EXTRAIT DU TEXTE ::

----

La politique de la vertu. Post-libéralisme et avenir humain, trad. J.-F. Delannoy

John Milbank Adrian Pabst
Moral y derecho - reviewer : Matthieu Bernard

C’est un ouvrage de combat, critique du libéralisme et plaidoyer pour une autre voie : ni la démocratie libérale actuelle, ni les populismes néofascistes. L’ouvrage comporte 5 sections, respectivement consacrées au libéralisme en tant que tel, puis à ses déclinaisons en économie, politique, dans la culture et enfin les relations internationales. Chaque section dresse d’abord un diagnostic de la « métacrise » – pas simplement une crise conjoncturelle, mais une mise en cause des principes mêmes du modèle libéral – puis propose des pistes, parfois très concrètes, pour une politique de la vertu, finalisée par la recherche d’un bien commun et ouverte à la transcendance.

L’anthropologie libérale est pessimiste (violence ontologique, égoïsme de l’individu, pénurie des biens présentée comme inévitable, ceci renforcé par le mimétisme du désir). Il en résulte une oscillation instable entre exaltation de l’individu et exaltation de l’État, oscillation entre l’homme-singe naturalisé et l’homme-robot technicisé – et, finalement, oscillation entre le naturel et le culturel.

----

CONSIGNE DE TRAVAIL A :: Recopiez fidèlement le passage de la recension de La politique de la vertu qui s’ouvre sur les mots « C’est un ouvrage » et se clôt sur « à la transcendance. ».
CONSIGNE DE TRAVAIL B :: Rédigez la suite de la recension de La politique de la vertu, en reprenant juste après sa dernière phrase.

[Données de pointage d’expressions référentielles]
----

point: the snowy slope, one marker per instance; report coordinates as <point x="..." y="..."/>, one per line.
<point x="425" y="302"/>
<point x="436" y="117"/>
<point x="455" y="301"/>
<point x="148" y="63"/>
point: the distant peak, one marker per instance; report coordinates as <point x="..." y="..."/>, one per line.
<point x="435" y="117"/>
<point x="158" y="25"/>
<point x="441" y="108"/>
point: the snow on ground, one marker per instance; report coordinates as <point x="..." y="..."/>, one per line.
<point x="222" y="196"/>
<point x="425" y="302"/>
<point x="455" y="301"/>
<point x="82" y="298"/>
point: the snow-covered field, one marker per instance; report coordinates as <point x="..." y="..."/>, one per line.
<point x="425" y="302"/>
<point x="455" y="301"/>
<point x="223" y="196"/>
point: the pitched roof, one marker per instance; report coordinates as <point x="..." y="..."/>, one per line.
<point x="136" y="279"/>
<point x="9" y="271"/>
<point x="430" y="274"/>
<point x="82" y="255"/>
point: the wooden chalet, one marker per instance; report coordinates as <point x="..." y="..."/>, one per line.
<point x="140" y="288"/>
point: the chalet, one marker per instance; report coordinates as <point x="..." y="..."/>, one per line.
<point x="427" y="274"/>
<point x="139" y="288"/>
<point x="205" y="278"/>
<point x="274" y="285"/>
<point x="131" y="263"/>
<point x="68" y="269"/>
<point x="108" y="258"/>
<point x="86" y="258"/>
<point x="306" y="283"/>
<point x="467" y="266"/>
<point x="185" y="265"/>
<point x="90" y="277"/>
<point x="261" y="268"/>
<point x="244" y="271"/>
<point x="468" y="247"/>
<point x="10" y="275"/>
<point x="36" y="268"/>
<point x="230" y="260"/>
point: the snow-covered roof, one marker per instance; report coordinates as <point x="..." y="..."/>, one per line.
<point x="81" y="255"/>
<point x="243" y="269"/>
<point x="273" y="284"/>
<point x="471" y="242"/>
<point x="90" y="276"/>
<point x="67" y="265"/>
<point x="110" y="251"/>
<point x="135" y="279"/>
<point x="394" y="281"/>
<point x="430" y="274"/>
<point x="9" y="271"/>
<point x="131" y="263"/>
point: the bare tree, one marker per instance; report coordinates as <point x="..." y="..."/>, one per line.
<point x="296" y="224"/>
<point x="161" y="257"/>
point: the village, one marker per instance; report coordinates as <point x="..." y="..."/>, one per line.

----

RÉPONSE ATTENDUE A ::
C’est un ouvrage de combat, critique du libéralisme et plaidoyer pour une autre voie : ni la démocratie libérale actuelle, ni les populismes néofascistes. L’ouvrage comporte 5 sections, respectivement consacrées au libéralisme en tant que tel, puis à ses déclinaisons en économie, politique, dans la culture et enfin les relations internationales. Chaque section dresse d’abord un diagnostic de la « métacrise » – pas simplement une crise conjoncturelle, mais une mise en cause des principes mêmes du modèle libéral – puis propose des pistes, parfois très concrètes, pour une politique de la vertu, finalisée par la recherche d’un bien commun et ouverte à la transcendance.

RÉPONSE ATTENDUE B ::
Les modèles contractualistes échouant à réunir des individus atomisés, il convient d’être « moderne autrement » (p. 393). S’inspirant d’une grande variété de penseurs, notamment E. Burke mais aussi J.-C. Michéa, les A. proposent ainsi un corporatisme renouvelé, qui échapperait aux écueils du népotisme par une réelle éducation à la vertu. Politiquement, le régime de « constitution mixte » est privilégié car il évite l’opposition frontale entre l’un (de l’État ou du marché) et la multitude atomisée. Économiquement, des modèles associatifs accordant une place au don sont donnés en exemple. Le monde « néo-médiéval » contemporain (résurgence des empires, importance des villes) s’avère propice à une redécouverte du « social » (non réductible à l’économique ou au politique) comme alliance autour d’un bien commun partagé.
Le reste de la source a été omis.